→ Activity: Every entry below, first to last, should be restated word for word.

→ Given entries:
[Start of Attachment]

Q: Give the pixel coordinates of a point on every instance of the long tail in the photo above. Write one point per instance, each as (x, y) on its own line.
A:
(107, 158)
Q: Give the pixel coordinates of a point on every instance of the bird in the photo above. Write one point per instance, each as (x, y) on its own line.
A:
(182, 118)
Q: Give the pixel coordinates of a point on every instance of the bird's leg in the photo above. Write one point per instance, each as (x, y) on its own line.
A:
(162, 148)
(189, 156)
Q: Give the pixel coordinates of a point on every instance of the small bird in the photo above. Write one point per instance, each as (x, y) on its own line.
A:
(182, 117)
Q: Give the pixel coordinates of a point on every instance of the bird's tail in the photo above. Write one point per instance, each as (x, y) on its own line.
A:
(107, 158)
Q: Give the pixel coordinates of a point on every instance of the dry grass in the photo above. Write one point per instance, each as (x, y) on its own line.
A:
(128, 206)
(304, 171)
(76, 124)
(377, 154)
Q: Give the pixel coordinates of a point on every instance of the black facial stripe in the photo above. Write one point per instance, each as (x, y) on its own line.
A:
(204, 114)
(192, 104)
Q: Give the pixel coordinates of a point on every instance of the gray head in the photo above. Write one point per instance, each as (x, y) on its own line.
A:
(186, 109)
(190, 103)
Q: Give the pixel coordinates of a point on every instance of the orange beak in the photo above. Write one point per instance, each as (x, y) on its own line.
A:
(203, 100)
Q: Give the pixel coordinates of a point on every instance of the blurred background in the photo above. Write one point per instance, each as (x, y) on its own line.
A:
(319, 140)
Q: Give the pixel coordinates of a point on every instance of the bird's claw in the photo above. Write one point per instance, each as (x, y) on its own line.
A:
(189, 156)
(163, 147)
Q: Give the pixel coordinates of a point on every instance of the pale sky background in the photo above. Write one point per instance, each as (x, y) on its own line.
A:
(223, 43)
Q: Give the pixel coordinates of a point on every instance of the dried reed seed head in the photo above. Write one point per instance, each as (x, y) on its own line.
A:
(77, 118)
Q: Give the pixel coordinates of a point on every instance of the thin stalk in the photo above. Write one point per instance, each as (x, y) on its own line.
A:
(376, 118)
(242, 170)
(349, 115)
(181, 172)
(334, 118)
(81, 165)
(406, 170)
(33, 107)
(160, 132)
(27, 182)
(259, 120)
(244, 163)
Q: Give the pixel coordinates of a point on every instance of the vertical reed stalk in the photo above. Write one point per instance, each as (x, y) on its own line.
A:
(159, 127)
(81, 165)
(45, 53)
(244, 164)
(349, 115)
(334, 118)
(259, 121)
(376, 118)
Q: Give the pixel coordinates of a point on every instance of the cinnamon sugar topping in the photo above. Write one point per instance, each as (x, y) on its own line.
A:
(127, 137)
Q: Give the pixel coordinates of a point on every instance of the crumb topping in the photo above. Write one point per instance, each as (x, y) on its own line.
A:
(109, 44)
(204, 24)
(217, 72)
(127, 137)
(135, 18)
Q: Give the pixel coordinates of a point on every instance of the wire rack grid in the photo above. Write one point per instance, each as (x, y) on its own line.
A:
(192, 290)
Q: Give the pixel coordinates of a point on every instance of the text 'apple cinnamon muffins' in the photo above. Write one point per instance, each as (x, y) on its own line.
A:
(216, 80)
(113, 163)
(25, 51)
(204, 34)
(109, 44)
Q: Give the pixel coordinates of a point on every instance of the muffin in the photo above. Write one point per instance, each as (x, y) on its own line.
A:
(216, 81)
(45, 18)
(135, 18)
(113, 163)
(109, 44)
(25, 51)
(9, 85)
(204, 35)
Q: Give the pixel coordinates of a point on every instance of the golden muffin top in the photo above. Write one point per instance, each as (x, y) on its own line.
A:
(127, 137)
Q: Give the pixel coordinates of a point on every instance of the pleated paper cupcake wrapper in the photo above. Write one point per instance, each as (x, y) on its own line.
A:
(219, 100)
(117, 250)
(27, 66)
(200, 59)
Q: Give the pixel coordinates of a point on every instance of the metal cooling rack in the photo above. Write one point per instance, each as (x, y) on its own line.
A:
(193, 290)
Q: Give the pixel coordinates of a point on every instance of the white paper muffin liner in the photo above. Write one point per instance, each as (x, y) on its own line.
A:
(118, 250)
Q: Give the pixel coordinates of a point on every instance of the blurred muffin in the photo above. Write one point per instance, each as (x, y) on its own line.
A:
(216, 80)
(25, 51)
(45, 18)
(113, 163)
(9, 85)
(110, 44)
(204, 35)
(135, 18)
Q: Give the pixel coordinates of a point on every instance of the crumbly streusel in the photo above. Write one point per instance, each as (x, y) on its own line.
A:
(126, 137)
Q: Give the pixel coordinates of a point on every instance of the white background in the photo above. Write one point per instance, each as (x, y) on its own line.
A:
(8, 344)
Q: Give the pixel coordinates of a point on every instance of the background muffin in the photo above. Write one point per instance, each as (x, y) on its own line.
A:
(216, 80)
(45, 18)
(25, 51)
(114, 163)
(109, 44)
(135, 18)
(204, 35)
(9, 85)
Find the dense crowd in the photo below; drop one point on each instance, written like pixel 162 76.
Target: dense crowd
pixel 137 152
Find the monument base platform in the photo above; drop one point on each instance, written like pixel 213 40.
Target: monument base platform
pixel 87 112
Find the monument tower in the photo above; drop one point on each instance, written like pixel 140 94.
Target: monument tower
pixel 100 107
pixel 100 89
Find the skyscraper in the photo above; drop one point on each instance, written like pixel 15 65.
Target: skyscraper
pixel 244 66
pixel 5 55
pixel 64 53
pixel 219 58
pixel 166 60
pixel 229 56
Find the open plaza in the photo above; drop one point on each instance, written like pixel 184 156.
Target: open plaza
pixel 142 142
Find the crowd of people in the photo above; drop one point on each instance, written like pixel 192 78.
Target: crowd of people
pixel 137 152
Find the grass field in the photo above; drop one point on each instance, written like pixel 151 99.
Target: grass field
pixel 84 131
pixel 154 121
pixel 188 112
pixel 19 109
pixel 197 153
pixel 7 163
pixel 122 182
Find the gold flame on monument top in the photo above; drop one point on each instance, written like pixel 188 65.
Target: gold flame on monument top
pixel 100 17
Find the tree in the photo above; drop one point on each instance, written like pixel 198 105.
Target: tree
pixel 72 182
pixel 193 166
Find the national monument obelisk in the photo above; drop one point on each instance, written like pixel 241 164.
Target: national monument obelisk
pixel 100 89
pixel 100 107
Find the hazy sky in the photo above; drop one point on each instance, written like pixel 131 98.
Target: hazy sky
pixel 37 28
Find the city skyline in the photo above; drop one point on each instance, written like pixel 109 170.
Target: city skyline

[End of Attachment]

→ Reply to the task:
Q: Give the pixel coordinates of a point on every instance of the long tail in the photo above. Write one point per instance, each as (x, y) on its own line.
A:
(107, 158)
Q: Give the pixel coordinates of a point on every instance of the bird in the photo above. Write one point per instance, each as (x, y) on its own line.
A:
(182, 118)
Q: Give the pixel coordinates of a point on every instance of the bird's leg in the photo above. Write one point per instance, each as (x, y) on its own line.
A:
(162, 148)
(189, 156)
Q: Give the pixel coordinates of a point on every instance of the small bird in the photo above. Write one point per instance, each as (x, y) on its own line.
A:
(182, 117)
Q: Give the pixel coordinates of a point on every instance of the bird's tail in the photo above. Write one point per instance, each as (x, y) on its own line.
A:
(107, 158)
Q: Give the pixel coordinates of a point on every instance of the dry grass in the photo above. Write one point per instance, each as (x, y) on its own line.
A:
(128, 206)
(304, 171)
(76, 124)
(377, 154)
Q: Give the pixel coordinates of a point on every instance of the black facial stripe in the photo above. Write one point per instance, each as (x, y) on its own line.
A:
(204, 114)
(192, 104)
Q: Give the pixel coordinates of a point on every instance of the gray head in the photo above. Write one point per instance, each as (x, y) on its own line.
A:
(186, 109)
(190, 103)
Q: Give the pixel coordinates of a point on every instance of the orange beak in the photo above. Write one point per instance, each as (x, y) on its own line.
A:
(203, 100)
Q: Give the pixel coordinates of a point on every instance of the blurred background in the photo above. Write one point per instance, each as (x, y) on its own line.
A:
(319, 140)
Q: Give the pixel coordinates of a point on every instance of the bird's claw in the photo above. Write one point per instance, each as (x, y) on its own line.
A:
(189, 156)
(163, 147)
Q: Give the pixel coordinates of a point on every instance of the pale sky background in the photo above. Write one point per instance, each as (x, y) on its own line.
A:
(223, 43)
Q: Give the pixel coordinates of a point on every instance of the dried reed seed head in the photo above. Write one point per instance, each as (x, y) on its own line.
A:
(77, 118)
Q: Give the pixel coordinates of a point on every instance of the thin stalk in the photo above. Write one point per instance, each as (x, y) on its own line.
A:
(376, 118)
(242, 170)
(349, 115)
(181, 172)
(334, 118)
(81, 165)
(406, 170)
(33, 107)
(160, 132)
(27, 182)
(259, 120)
(244, 163)
Q: Give the pixel coordinates of a point on every instance of the vertical reed stalk in the photo above. Write one point per instance, each as (x, y) on its own line.
A:
(159, 127)
(81, 165)
(45, 53)
(244, 164)
(349, 115)
(334, 118)
(259, 121)
(376, 118)
Q: Give the pixel coordinates of a point on every instance of the cinnamon sugar topping in the photo above. Write one point per instance, each as (x, y) on its own line.
A:
(127, 137)
Q: Give the pixel coordinates of a point on every instance of the crumb topping in the photo above. Write one point per instance, each as (x, y) on its own line.
A:
(109, 44)
(204, 24)
(217, 72)
(127, 137)
(135, 18)
Q: Give the pixel coordinates of a point on every instance of the wire rack grid in the photo above. Write one point per instance, each as (x, y) on its own line.
A:
(192, 290)
Q: Give the pixel coordinates of a point on every instance of the text 'apple cinnamon muffins' in the photo above. Write one point per instance, each as (x, y) on its own line.
A:
(216, 80)
(113, 163)
(25, 51)
(204, 34)
(109, 44)
Q: Give the pixel coordinates of a point on every instance of the muffin in the photo above. Write one point per instance, each as (x, y) on its own line.
A:
(216, 81)
(45, 18)
(135, 18)
(113, 163)
(109, 44)
(25, 51)
(9, 85)
(204, 35)
Q: Give the pixel coordinates of a point on every instance of the golden muffin top in the photo above. Write one point per instance, each as (x, y) on its own line.
A:
(127, 137)
Q: Give the pixel coordinates of a point on every instance of the pleated paper cupcake wrapper in the photo above. Write one point per instance, each as (x, y) on its own line.
A:
(219, 100)
(117, 250)
(27, 66)
(200, 59)
Q: Give the pixel coordinates of a point on every instance of the metal cooling rack in the photo above. Write one point per instance, each as (x, y) on its own line.
A:
(193, 290)
Q: Give the pixel coordinates of a point on every instance of the white paper muffin liner in the photo above. Write one point per instance, each as (x, y) on its own line.
A:
(118, 250)
Q: Give the pixel coordinates of a point on every instance of the blurred muffin in the photo above. Write one point per instance, each as (x, y) on its own line.
A:
(216, 80)
(25, 51)
(45, 18)
(113, 163)
(9, 85)
(110, 44)
(204, 35)
(135, 18)
Q: Give the pixel coordinates of a point on every instance of the crumbly streusel in the photo above. Write one point per instance, each as (x, y) on its own line.
A:
(126, 137)
Q: Give the pixel coordinates of a point on every instance of the white background in the photo above. Write one point per instance, each as (x, y) on its own line.
A:
(8, 344)
Q: Give the pixel coordinates of a point on every instance of the background muffin in the photo above. Write one point per instance, each as (x, y) on its own line.
A:
(216, 80)
(45, 18)
(25, 51)
(114, 163)
(109, 44)
(135, 18)
(204, 35)
(9, 85)
Find the dense crowd in the photo below; drop one point on each instance, written like pixel 162 76.
Target: dense crowd
pixel 137 152
Find the monument base platform in the photo above; drop one point on each instance, written like pixel 213 40.
Target: monument base platform
pixel 87 112
Find the monument tower in the photo above; drop one point on each instance, written like pixel 140 94.
Target: monument tower
pixel 100 107
pixel 100 89
Find the skyscraper in the photo above; drop one point on each instance, written like pixel 15 65.
Target: skyscraper
pixel 244 66
pixel 5 55
pixel 64 53
pixel 219 58
pixel 166 60
pixel 229 56
Find the open plaza in the photo above; drop one point on each instance, written like pixel 184 156.
Target: open plaza
pixel 142 142
Find the crowd of people in the photo above; drop one point on each instance, written like pixel 192 78.
Target: crowd of people
pixel 137 152
Find the grass field in the photo above; drop one point on each instance, written like pixel 151 99.
Target: grass field
pixel 84 131
pixel 154 121
pixel 188 112
pixel 19 109
pixel 197 153
pixel 7 163
pixel 122 182
Find the gold flame on monument top in the photo above; drop one point on each instance, written like pixel 188 65.
Target: gold flame on monument top
pixel 100 17
Find the tree in the photo above; drop one point on each instance, written like pixel 198 105.
Target: tree
pixel 72 182
pixel 193 166
Find the national monument obelisk in the photo above; drop one point on each instance, written like pixel 241 164.
Target: national monument obelisk
pixel 100 89
pixel 100 107
Find the hazy sky in the photo above; drop one point on each instance, written like pixel 131 98.
Target: hazy sky
pixel 37 28
Find the city skyline in the photo above; drop one point on each instance, written like pixel 109 170.
Target: city skyline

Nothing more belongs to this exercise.